Saved data entries:
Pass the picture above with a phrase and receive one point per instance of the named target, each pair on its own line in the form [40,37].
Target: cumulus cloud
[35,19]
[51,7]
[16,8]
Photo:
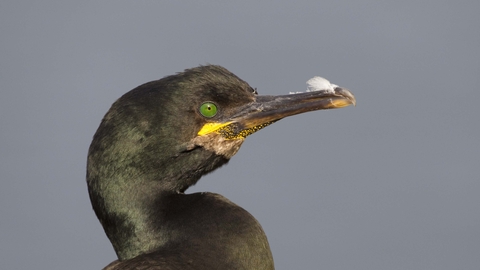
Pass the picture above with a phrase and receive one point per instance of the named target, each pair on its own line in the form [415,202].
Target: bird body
[159,139]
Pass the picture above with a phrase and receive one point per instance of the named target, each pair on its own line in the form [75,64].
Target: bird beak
[266,110]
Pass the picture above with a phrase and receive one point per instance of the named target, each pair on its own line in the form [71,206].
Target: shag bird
[159,139]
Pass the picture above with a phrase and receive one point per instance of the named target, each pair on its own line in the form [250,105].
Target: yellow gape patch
[229,130]
[211,127]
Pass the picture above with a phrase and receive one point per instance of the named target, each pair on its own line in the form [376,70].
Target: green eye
[208,109]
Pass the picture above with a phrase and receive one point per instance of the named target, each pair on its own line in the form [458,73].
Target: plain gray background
[393,183]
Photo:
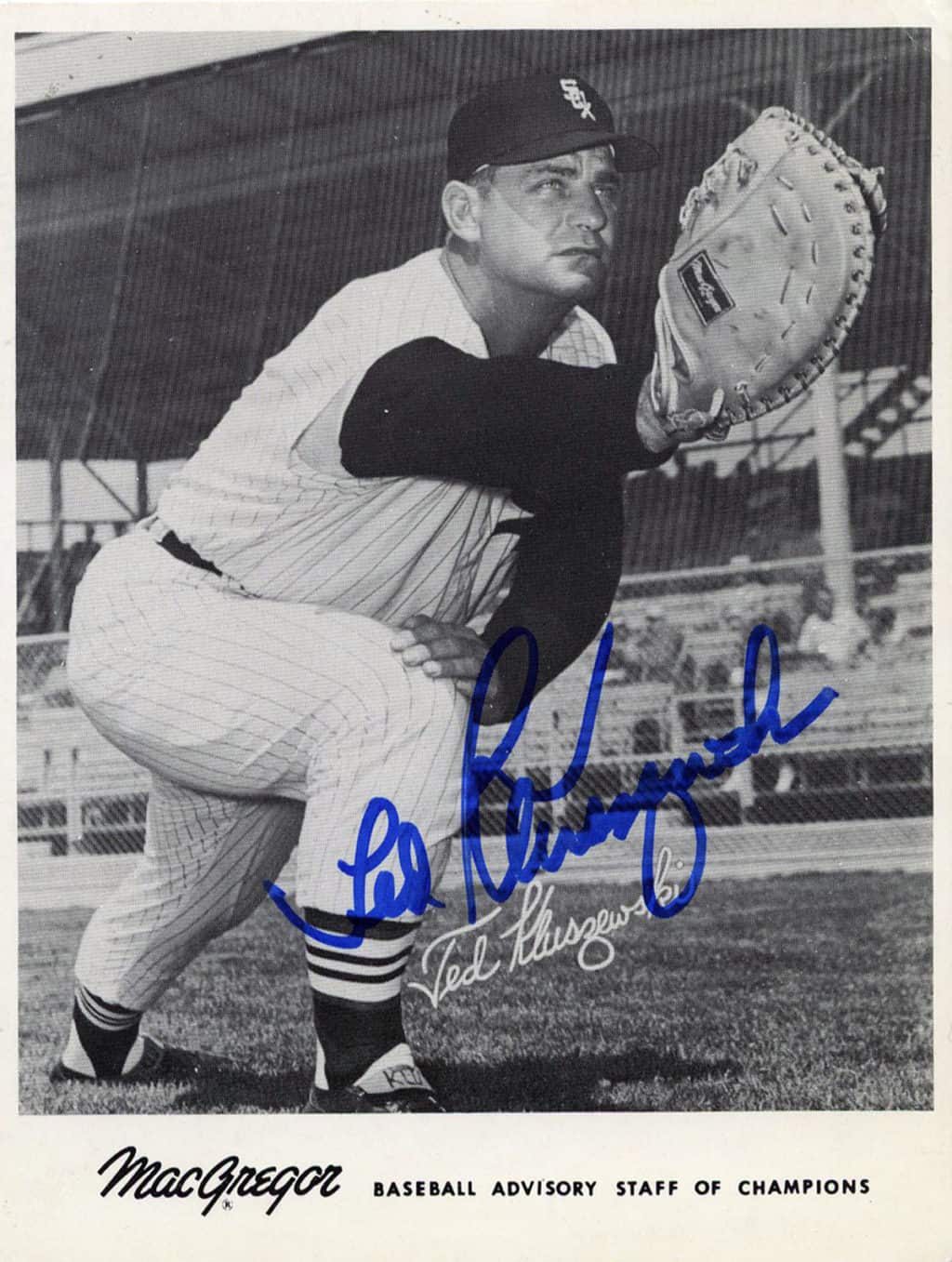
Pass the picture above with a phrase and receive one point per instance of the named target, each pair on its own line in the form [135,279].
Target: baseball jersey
[382,547]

[TASK DESCRIPTION]: Convert the records above into a two-column CSV with the columns "input" and "output". Give one row per record with its text and its answer, each in a single quoted field with line breaks replaced by spaces, and omit the pictures.

[CORRECT OUTPUT]:
input,output
"Pass the picture above with a phrase and receive one point per instance of the named target, each pair on its own line in the form [40,37]. Target: cumulus cloud","[35,19] [51,7] [16,8]"
"Photo: Pass the picture above with a phrase and receive one point per instance of the named target, each pair on its own line in the form [415,202]. Target: bird body","[159,139]"
"Pass the picture above with a phrase and receive one point per instance of the named target, each pair on its own line in the form [75,64]. Target: bird beak","[266,110]"
"Pass the picture above with a phrase and receive one point per instance of the named target, each pair on its own line in the form [71,206]. Target: shag bird","[159,139]"
"Pass the picture above with a phrase and receive one point per instance of the named target, each pair on its own line in the form [250,105]. Target: yellow gape patch","[229,130] [211,127]"
"Pass the picture above with a phrase and receive one point per instance of the named target, each pair on its own line in the form [376,70]. Target: green eye","[208,109]"
"Pass the picture above with a phrase and receive one point per instance of the named target, each pair on its own line in the form [458,73]. Target: plain gray background","[393,183]"
"Photo: Pass the picture above with a phrase and receive one point per instance of the named target, each pair on its own line in the form [135,279]. Target: baseball jersey","[382,547]"